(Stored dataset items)
start

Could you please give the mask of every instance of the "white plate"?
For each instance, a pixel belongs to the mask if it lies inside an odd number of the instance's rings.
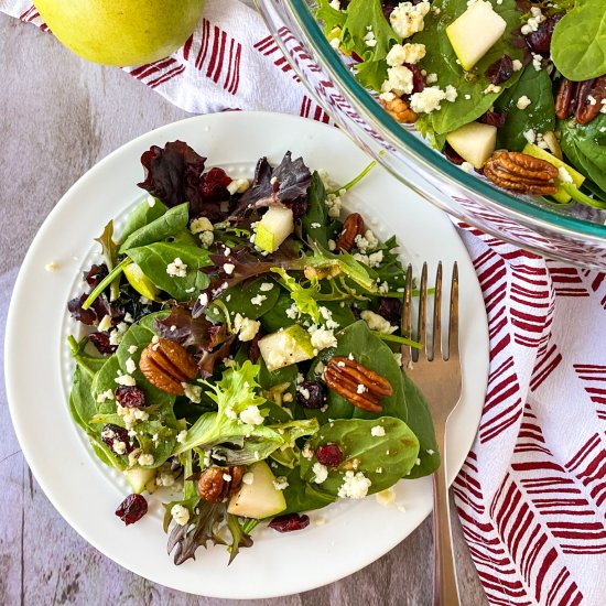
[[[431,511],[429,478],[401,481],[399,507],[374,497],[312,513],[305,530],[255,534],[227,567],[225,548],[199,549],[196,561],[175,566],[166,554],[160,499],[150,515],[125,528],[113,515],[128,494],[123,478],[90,452],[67,410],[72,365],[66,336],[74,328],[66,302],[78,292],[93,239],[112,217],[142,197],[141,154],[181,139],[232,175],[251,175],[258,158],[278,162],[286,150],[312,169],[346,183],[368,163],[345,134],[317,122],[275,113],[228,112],[169,125],[128,143],[84,175],[53,209],[23,262],[8,318],[6,376],[10,411],[23,453],[61,515],[88,542],[122,566],[183,592],[225,598],[262,598],[332,583],[377,560]],[[376,167],[346,196],[381,237],[397,234],[404,259],[450,268],[458,261],[463,399],[448,428],[451,481],[476,434],[488,372],[488,331],[473,264],[448,218]],[[45,271],[56,262],[58,270]],[[314,523],[318,518],[326,523]]]

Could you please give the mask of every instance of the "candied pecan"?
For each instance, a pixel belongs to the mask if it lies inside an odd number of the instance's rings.
[[[197,375],[196,362],[185,347],[165,338],[150,343],[143,349],[139,368],[150,383],[175,396],[182,396],[182,383]]]
[[[245,468],[241,465],[204,469],[198,479],[198,495],[208,502],[221,502],[240,487]]]
[[[349,252],[356,244],[356,238],[364,234],[364,219],[359,213],[351,213],[343,224],[337,239],[337,248]]]
[[[520,152],[495,152],[484,165],[484,174],[499,187],[511,192],[550,195],[558,191],[558,169]]]
[[[567,78],[562,78],[560,88],[555,95],[555,116],[558,116],[561,120],[565,120],[573,115],[577,88],[577,82],[571,82]]]
[[[412,125],[416,122],[416,118],[419,118],[419,116],[410,109],[408,104],[400,99],[400,97],[396,97],[394,99],[391,99],[391,101],[383,101],[381,99],[381,105],[387,112],[401,125]]]
[[[379,401],[393,393],[389,381],[356,360],[334,356],[326,365],[326,385],[355,407],[381,412]]]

end

▶ _Your task_
Scale the material above by reproducing all of its lines, requests included, with every coordinate in the answers multiplied by 2.3 and rounded to the nearest whole number, halves rounded up. Leave the pictures out of your answer.

▶ _Finished task_
Could you please give the mask of every instance of the "white plate"?
For each instance, a pixel belongs to the mask if it lies inside an odd number of the instance's rings.
[[[991,1175],[987,1099],[922,1106],[918,1166],[860,1143],[718,1180],[702,1219],[587,1228],[522,1304],[518,1260],[458,1263],[451,1290],[403,1302],[382,1274],[368,1148],[345,1185],[288,1214],[260,1185],[294,1136],[283,1099],[207,1040],[154,943],[166,840],[152,773],[170,754],[152,695],[179,672],[214,550],[258,499],[327,453],[324,354],[416,320],[534,403],[577,403],[593,363],[639,373],[658,345],[718,389],[796,421],[846,375],[794,308],[729,281],[633,260],[524,258],[389,288],[294,329],[193,403],[122,481],[53,603],[18,731],[14,865],[23,945],[53,1042],[140,1185],[202,1247],[281,1302],[421,1362],[518,1375],[603,1375],[764,1341],[867,1288]],[[865,384],[796,451],[876,545],[913,538],[929,596],[1035,616],[1053,600],[1065,918],[1030,984],[1037,1106],[1095,998],[1122,856],[1122,761],[1088,607],[1030,501]],[[104,623],[129,603],[133,621]],[[722,1203],[731,1191],[750,1203]]]

Could you please give the mask of every instance of the "candied pecan"?
For each instance, a pixel belongs to the mask if it lies inside an odd number of the instance's rings.
[[[453,863],[451,833],[426,798],[380,777],[345,789],[329,803],[320,846],[345,881],[403,911],[419,911],[419,881]]]
[[[564,1076],[554,1070],[469,1079],[455,1102],[455,1139],[478,1155],[508,1155],[552,1120]]]
[[[803,580],[819,561],[819,547],[837,538],[837,504],[826,490],[807,490],[789,515],[775,550],[775,570]]]
[[[1196,350],[1139,350],[1113,380],[1113,400],[1148,430],[1175,442],[1265,449],[1283,439],[1283,389]]]
[[[1304,179],[1293,179],[1288,202],[1277,219],[1277,267],[1283,267],[1290,276],[1300,276],[1318,265],[1327,202],[1327,189],[1313,189]]]
[[[948,288],[957,281],[957,271],[964,271],[964,267],[943,251],[938,239],[920,228],[920,223],[911,223],[906,228],[899,228],[899,232],[881,232],[876,228],[876,242],[890,258],[922,288]]]
[[[872,922],[904,904],[895,876],[819,828],[768,819],[750,840],[750,886],[817,936],[876,948]]]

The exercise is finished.